Will you restate verbatim the lines running from the line with "Target: foreground bush" to the end of the data, leaving out everything else?

** start of Material **

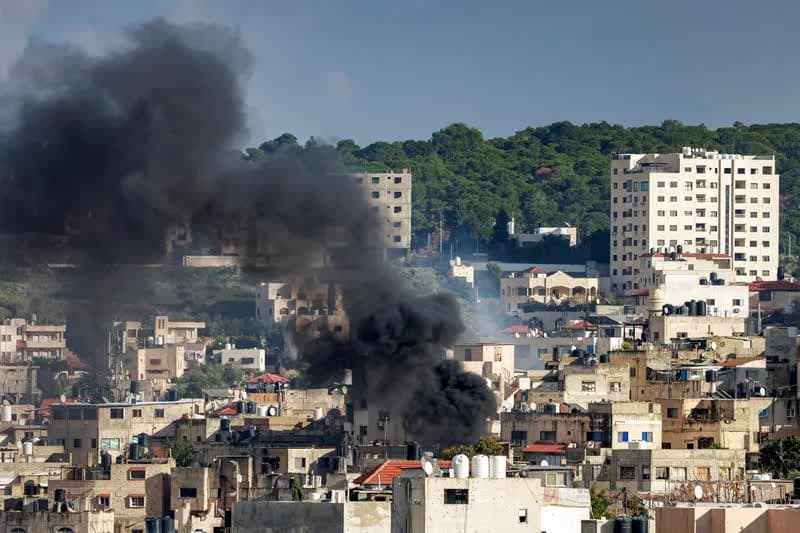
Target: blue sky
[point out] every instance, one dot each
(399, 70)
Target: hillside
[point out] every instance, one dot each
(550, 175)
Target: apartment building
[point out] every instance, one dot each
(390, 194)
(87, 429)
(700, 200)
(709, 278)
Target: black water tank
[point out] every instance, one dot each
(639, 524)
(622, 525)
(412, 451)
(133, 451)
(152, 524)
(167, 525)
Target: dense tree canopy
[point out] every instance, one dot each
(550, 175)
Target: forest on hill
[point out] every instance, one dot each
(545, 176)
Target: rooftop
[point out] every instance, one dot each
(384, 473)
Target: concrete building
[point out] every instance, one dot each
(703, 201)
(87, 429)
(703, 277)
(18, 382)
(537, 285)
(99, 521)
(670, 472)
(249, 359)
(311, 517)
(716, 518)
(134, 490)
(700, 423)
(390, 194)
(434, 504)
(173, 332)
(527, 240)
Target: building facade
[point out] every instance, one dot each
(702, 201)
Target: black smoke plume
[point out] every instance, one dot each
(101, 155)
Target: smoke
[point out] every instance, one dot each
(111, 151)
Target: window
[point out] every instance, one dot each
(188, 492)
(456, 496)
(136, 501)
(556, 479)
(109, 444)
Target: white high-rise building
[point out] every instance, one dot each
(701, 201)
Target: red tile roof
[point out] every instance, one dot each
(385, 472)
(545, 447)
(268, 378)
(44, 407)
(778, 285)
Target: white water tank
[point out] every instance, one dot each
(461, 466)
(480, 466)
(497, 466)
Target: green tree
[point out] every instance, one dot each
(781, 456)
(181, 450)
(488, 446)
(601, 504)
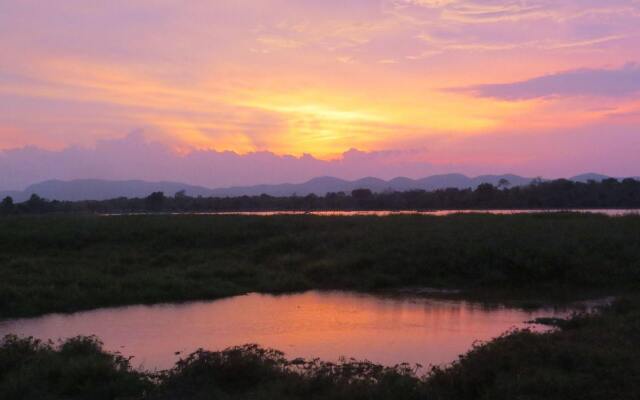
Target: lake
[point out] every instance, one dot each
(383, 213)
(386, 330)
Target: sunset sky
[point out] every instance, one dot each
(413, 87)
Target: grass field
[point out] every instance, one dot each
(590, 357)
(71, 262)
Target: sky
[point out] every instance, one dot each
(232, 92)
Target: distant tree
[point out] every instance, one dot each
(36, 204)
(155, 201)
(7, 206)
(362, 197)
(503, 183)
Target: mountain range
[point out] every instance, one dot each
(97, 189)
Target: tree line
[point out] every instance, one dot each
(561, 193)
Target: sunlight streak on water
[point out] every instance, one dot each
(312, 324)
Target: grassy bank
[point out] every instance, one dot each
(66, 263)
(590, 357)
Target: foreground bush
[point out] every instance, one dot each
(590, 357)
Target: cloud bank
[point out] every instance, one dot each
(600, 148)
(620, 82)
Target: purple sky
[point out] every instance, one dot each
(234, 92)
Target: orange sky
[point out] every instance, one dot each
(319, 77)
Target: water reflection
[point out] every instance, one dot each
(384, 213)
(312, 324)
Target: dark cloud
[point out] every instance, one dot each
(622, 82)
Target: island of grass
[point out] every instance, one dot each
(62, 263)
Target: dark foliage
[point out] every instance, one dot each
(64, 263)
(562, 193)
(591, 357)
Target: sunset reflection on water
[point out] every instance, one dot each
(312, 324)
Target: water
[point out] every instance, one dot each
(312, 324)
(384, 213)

** end of Material **

• Correct answer:
Target: foreground bush
[point out] every instance, one dot each
(590, 357)
Target: cloud bank
[point out] every instance, one dot each
(600, 148)
(620, 82)
Target: purple sky
[point out] every instance, one dot each
(234, 92)
Target: orange sky
[point out] every instance, one dot each
(319, 77)
Target: water reflection
[point out] every instance, one dot each
(384, 213)
(312, 324)
Target: dark cloud
[point out] every instance, one dot each
(622, 82)
Target: island of grass
[point out] every instance, one dot each
(62, 263)
Target: dark foliage
[point out] every instance, one dot each
(64, 263)
(562, 193)
(591, 357)
Target: sunset reflection on water
[point out] every instance, one dot each
(312, 324)
Target: water
[point out] every instance, one dot each
(312, 324)
(384, 213)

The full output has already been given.